-2

I am a beginner of Python. I have a dataset that contains people's traveling records in each time period and would like to get a new dataframe, that describes the choice set for each person when she travels.

I am trying to find all the stations that are within 5 km of a person from lat/lon coordinates. I have a dataframe that contains person-id, person location coordinates at time t, station coordinates. I would like to get a new dataframe containing all the stations that are within 5 km of the person that have appeared in the dataset (use person-id and time-t as two separate indices), and the respective distances to all of them as another column. For example, if station 1 has appeared in period 1, but not in 2, it is actually still there but just was not in the traveling records of people in time 2. This would generate a dataframe that describes the choice set for each person at time t (for example, a person's consideration set for which station to get gas for her car), as a person can move, but a station would always be available in the choice set after it is built. (Also note that although B did not go to any station at time 2, she still has a choice set of 5 and 6, as long as B has appeared in previous times. In other words, if a person has appeared, she would always be there. And that is why B showed again in time 2.)

import geopy.distance
import pandas as pd
import numpy as np
from scipy.spatial.distance import pdist, squareform

df = pd.DataFrame({        
    'time' : [1,1,2,2],                               
    'personid' : ['A','B','A','C'],      
    'station' : [5,6,7,5],
    'stationLoc' : [(122.286, 114.135),(122.284, 114.131),(122.286, 114.224),(122.286, 114.135)],     
    'personLoc' : [(122.283, 114.127),(122.283, 114.127),(122.286, 114.219),(122.286, 114.224)],                          
    })

What I expect to get is like:

df1 = pd.DataFrame({        
    'personid' : ['A','A','A','A','A','B','B','B','B','C'], 
    'time' : [1,1,2,2,2,1,1,2,2,2],                                    
    'stations_within_5km' : [5, 6, 5, 6, 7,  5, 6, 5, 6, 7], 
    'distance' : [Ato5, Ato6, Ato5, Ato6, Ato7,  Bto5, Bto6, Bto5, Bto6, Cto7],                
    })

**Record set**
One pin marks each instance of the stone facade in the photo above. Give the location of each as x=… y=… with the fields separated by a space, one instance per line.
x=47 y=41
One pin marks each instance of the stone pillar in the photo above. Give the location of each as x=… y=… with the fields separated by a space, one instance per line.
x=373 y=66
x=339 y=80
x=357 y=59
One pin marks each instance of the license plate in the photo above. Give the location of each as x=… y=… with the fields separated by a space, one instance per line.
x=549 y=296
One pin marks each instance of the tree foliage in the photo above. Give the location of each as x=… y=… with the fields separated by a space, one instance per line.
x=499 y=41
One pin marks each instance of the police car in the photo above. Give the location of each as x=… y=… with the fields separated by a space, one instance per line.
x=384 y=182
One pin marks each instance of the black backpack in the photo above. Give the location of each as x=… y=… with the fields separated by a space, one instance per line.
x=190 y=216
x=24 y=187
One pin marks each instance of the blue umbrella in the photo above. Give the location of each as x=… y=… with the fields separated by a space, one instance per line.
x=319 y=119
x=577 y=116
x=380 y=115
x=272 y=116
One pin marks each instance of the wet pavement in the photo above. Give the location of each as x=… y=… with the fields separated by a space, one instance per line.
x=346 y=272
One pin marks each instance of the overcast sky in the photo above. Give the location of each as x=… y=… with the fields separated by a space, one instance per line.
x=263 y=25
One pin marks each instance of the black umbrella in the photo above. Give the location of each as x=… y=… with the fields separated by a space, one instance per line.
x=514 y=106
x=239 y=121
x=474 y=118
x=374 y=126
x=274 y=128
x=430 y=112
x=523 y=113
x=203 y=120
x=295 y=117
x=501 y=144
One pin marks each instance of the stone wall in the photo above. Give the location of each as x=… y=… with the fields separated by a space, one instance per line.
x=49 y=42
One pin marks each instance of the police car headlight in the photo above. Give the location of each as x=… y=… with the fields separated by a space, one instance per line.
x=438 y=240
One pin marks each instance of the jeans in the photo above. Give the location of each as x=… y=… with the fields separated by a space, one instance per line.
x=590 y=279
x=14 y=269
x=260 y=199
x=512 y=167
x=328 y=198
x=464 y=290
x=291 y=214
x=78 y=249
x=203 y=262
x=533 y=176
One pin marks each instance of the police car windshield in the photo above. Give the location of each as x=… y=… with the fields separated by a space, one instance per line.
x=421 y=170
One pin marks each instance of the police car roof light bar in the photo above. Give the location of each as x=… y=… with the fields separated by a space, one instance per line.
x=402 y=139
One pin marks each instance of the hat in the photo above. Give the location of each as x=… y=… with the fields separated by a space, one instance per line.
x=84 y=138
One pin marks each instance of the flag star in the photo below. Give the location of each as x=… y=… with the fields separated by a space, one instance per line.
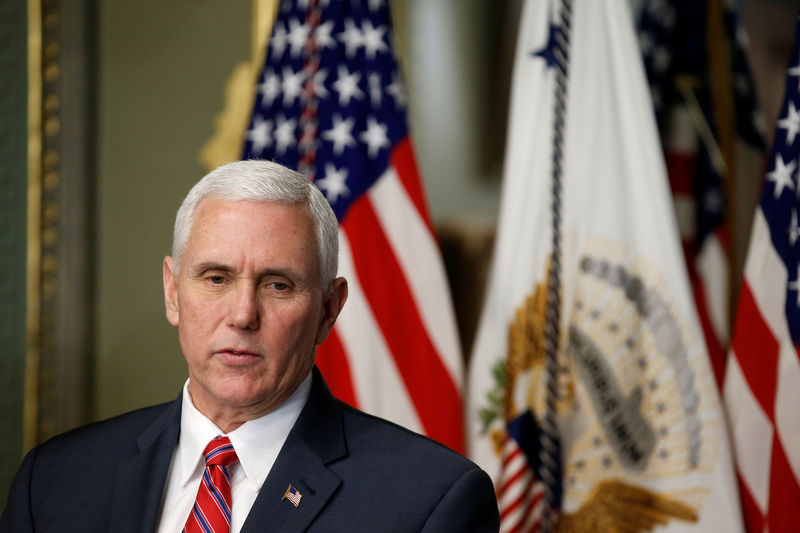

**Given problem 1**
In the station-distance question, list the column names of the DataFrame assigned to df (not df1).
**Given problem 2**
For each statement, decide whether the station-distance question supports it, answering yes or no and quoting the deciding words:
(a) The writer wants the stations that lie within 5 km of a person.
(b) Person B went to a station at time 2.
(c) After a station is built, it stays in the choice set.

**Output 1**
- time
- personid
- station
- stationLoc
- personLoc

**Output 2**
(a) Yes: "I am trying to find all the stations that are within 5 km of a person from lat/lon coordinates."
(b) No: "although B did not go to any station at time 2"
(c) Yes: "a station would always be available in the choice set after it is built"